* _Goal of the exercise_
Using the coriander forum thread, please explain in one to three sentences why mosparky prefers mixing spices rather than using a pre mix.

It looks like you can pay whatever you want as prices are all over the place. Sometimes there's a reason (quality), Sometimes it just boils down to greed.
Biltong appears to use a lot of Corriander, Fast. So, I'm thinking a pound at first should get me by for a few batches.
Any Brand I should avoid or recommended ?


----------



## BGKYSmoker (Jun 20, 2022)

You can use a pre mix from Crown National or Freddy Hirsch.
Or make your own.


----------



## mosparky (Jun 20, 2022)

I greatly prefer mixing my own spices. TOO many times I've fallen victim to recipe changes, batch differences. discontinued product ect.


----------



## indaswamp (Jun 20, 2022)

Mosparky, I get chef's choice at the restaurant depot. Consistent quality and a great price. I buy whole seeds and crush my own...mainly for pastrami. Got 4-5# on hand currently.


----------



## crazymoon (Jun 20, 2022)

MOS, I have a container of Badia coriander seeds and am happy with them.


----------



## BGKYSmoker (Jun 20, 2022)

Or if you have an ethnic market like Indian around, i got 3lbs of whole coriander for $5


----------



## mosparky (Jun 20, 2022)

I got impatient and wanted to get my ordering done before The clock ran out on the Inkbird sale. I ordered a pound of Eat Well Coriander and a pound of their Sumac.


----------

* _Excerpted data_
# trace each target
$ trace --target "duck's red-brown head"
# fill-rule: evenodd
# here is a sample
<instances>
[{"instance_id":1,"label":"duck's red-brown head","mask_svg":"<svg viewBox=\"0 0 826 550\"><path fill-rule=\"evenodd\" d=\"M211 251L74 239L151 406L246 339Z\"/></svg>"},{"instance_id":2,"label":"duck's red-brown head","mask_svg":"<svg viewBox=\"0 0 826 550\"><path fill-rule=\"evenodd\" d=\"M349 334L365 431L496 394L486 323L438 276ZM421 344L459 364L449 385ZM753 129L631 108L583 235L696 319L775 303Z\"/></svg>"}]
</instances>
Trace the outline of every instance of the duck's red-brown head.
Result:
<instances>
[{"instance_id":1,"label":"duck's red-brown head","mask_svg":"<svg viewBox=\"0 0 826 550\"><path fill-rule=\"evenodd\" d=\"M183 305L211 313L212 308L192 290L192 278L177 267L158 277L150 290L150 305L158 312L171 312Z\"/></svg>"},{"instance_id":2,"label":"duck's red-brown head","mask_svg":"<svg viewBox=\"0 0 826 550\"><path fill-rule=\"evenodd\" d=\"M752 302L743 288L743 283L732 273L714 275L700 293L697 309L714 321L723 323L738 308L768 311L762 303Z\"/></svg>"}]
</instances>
...
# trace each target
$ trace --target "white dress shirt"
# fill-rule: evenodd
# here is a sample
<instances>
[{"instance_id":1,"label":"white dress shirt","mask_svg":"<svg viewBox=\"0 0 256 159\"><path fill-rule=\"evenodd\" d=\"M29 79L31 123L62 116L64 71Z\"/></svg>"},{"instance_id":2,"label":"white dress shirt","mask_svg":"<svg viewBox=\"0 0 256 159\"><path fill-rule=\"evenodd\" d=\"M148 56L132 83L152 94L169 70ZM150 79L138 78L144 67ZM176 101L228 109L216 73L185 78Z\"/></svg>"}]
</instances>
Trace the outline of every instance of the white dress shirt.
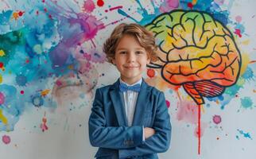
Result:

* _Output of the task_
Mosparky has too many times fallen victim to recipe changes, batch differences and discontinued products.